_Daftar Tugas:_
1. Tulis ulang bagian teks halaman mulai dari "Sehari sebelumnya, Dewan" sampai ke "dari kaum buruh.", dan ganti "Dewan Pengupahan" dengan "Komisi Pengupahan".
2. Temukan semua baris entri yang memuat kata "window", lalu salin baris-baris tersebut.

_Teks Halaman:_
%%
Bekasi di pagi ke 18 pada bulan Nopember 2015 itu terlihat cerah. Di Omah Buruh, beberapa orang buruh sedang mempersiapkan kedatangan peserta longmarch Bandung – Jakarta. Sesuai jadwal, sore nanti peserta longmarch akan tiba di Omah Buruh.
Berbeda dengan hari-hari biasanya, pagi itu banyak polisi yang berdatangan. Mereka bergerombol di beberapa tempat, di sekitar Omah Buruh. Diperkirakan, jumlahnya mencapai 150 personil.
Omah Buruh merupakan tempat yang biasa dipergunakan untuk melakukan konsolidasi buruh Bekasi. Kedatangan polisi dalam jumlah besar ke tempat ini, seperti hendak menyampaikan pesan, bahwa penguasa negeri ini tidak akan tinggal diam dengan rencana mogok nasional yang akan dilakukan buruh Indonesia.
Sehari sebelumnya, Dewan Pengupahan Kabupaten Bekasi merekomendasikan kenaikan upah minimum Tahun 2016 sebesar 11,5 persen. Dengan kenaikan sebesar itu, artinya Bekasi menggunakan formula kenaikan upah berdasarkan PP Pengupahan. Sesuatu yang sejak awal mendapat penolakan keras dari kaum buruh.
%%
_Data yang Diberikan:_
%%
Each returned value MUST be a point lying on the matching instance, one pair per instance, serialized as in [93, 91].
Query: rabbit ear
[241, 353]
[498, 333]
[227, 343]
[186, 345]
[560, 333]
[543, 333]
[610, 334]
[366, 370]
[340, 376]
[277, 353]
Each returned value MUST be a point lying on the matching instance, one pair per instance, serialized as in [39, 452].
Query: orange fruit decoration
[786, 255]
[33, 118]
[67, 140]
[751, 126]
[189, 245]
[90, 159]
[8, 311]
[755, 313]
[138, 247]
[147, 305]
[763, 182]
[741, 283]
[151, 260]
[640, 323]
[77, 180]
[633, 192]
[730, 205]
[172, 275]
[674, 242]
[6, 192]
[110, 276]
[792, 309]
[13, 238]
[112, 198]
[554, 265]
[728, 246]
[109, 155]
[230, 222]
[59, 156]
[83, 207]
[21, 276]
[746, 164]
%%
%%
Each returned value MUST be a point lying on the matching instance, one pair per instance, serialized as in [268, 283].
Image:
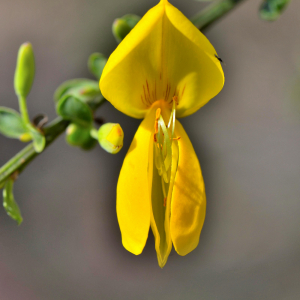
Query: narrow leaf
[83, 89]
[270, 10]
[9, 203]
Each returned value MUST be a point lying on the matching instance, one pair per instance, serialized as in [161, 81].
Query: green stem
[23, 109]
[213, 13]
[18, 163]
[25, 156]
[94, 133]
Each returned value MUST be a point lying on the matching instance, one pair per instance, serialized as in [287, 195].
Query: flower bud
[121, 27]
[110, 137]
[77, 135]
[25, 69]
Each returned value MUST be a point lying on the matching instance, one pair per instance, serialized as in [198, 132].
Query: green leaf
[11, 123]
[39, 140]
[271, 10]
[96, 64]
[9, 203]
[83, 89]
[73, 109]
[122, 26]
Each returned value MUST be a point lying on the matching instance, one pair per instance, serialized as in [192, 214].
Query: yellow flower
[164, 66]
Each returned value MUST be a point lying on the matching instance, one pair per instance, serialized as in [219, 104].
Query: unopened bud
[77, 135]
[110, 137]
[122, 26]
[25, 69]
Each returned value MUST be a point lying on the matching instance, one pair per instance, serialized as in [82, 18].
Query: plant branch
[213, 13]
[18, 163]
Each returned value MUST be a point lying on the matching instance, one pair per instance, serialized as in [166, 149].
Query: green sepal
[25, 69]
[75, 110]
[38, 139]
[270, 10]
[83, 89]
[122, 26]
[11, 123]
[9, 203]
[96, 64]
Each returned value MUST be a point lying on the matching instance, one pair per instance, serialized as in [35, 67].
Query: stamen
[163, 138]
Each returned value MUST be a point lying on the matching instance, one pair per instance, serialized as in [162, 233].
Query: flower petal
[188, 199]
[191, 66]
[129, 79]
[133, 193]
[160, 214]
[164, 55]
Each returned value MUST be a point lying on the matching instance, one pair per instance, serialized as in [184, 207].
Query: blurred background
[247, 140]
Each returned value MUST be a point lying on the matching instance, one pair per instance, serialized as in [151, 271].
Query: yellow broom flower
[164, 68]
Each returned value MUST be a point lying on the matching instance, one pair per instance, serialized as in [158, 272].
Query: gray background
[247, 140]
%%
%%
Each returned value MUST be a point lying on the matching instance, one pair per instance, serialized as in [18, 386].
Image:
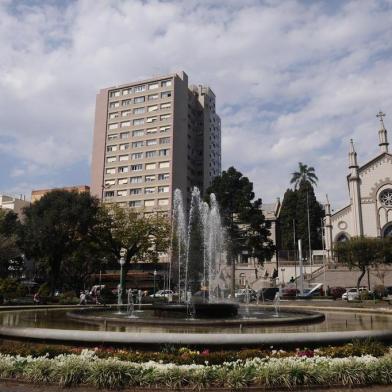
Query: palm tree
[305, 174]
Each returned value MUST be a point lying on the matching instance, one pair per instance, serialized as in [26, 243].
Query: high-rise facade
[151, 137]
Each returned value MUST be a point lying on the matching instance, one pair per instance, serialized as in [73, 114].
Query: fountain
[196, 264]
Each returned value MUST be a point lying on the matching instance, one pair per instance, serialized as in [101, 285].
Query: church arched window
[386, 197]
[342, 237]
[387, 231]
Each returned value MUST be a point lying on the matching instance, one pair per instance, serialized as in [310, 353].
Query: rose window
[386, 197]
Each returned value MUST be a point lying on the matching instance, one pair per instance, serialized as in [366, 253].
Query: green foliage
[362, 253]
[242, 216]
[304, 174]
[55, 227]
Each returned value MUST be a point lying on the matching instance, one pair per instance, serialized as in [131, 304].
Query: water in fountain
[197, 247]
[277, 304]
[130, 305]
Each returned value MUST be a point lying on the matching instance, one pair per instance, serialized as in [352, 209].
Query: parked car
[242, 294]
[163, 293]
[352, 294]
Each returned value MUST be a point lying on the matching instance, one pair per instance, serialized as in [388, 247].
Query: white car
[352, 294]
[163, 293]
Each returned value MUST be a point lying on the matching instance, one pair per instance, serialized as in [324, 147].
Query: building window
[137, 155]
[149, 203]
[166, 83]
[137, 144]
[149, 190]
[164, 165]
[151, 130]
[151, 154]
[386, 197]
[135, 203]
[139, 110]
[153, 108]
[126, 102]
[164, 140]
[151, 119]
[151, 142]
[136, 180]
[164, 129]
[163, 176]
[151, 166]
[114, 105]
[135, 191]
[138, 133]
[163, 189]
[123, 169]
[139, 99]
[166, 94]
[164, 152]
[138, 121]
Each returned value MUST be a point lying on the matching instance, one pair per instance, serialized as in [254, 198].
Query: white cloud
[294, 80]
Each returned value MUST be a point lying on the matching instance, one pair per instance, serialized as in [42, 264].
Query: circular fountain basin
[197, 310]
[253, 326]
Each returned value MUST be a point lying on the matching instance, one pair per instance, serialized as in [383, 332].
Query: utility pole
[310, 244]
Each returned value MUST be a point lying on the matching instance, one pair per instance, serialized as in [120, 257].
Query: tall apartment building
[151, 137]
%%
_Jawaban Tiap Tugas:_
1.
Sehari sebelumnya, Komisi Pengupahan Kabupaten Bekasi merekomendasikan kenaikan upah minimum Tahun 2016 sebesar 11,5 persen. Dengan kenaikan sebesar itu, artinya Bekasi menggunakan formula kenaikan upah berdasarkan PP Pengupahan. Sesuatu yang sejak awal mendapat penolakan keras dari kaum buruh.

2.
Query: church arched window
Query: rose window
Query: building window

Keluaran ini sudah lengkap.